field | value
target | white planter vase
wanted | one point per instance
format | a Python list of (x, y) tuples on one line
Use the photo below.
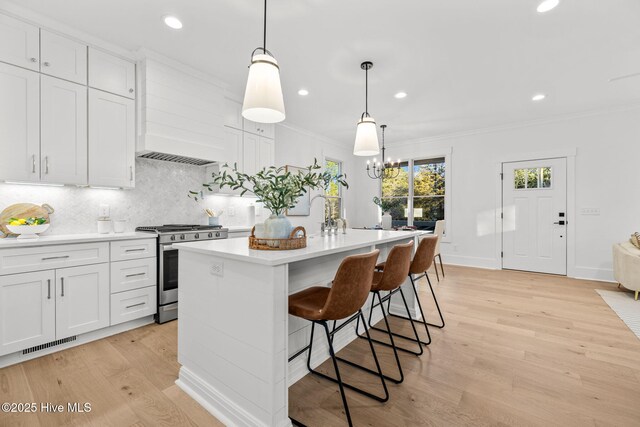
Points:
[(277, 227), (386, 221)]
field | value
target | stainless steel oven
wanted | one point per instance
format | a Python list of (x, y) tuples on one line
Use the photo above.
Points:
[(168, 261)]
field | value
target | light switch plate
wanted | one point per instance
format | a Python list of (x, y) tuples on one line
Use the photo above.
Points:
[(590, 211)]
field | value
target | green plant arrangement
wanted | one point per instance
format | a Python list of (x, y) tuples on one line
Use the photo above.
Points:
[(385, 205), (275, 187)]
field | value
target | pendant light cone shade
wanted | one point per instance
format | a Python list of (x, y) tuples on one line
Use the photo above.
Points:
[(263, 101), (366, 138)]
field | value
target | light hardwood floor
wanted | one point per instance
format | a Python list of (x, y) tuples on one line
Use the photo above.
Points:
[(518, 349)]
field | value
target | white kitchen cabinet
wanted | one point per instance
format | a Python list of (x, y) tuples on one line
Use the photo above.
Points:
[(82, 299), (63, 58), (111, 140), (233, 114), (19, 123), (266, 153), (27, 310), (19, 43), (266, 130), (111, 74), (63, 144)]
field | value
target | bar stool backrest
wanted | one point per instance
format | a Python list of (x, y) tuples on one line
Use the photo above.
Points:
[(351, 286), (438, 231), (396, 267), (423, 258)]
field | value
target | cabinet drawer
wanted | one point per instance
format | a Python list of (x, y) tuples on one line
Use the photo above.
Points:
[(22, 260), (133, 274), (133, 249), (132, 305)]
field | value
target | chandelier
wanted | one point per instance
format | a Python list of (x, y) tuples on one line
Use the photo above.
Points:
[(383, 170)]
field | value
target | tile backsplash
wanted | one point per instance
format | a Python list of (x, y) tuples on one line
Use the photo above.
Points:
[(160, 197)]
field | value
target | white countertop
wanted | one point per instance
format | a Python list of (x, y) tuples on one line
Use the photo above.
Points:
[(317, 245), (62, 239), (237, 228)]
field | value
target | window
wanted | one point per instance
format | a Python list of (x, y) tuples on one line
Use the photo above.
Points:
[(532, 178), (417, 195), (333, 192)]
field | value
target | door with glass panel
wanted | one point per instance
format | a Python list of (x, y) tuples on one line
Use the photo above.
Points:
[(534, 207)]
◆ ◆ ◆ ◆ ◆
Required work
Check each line above for the word "cabinet" and give the number of lines that have it, nothing else.

Solution below
2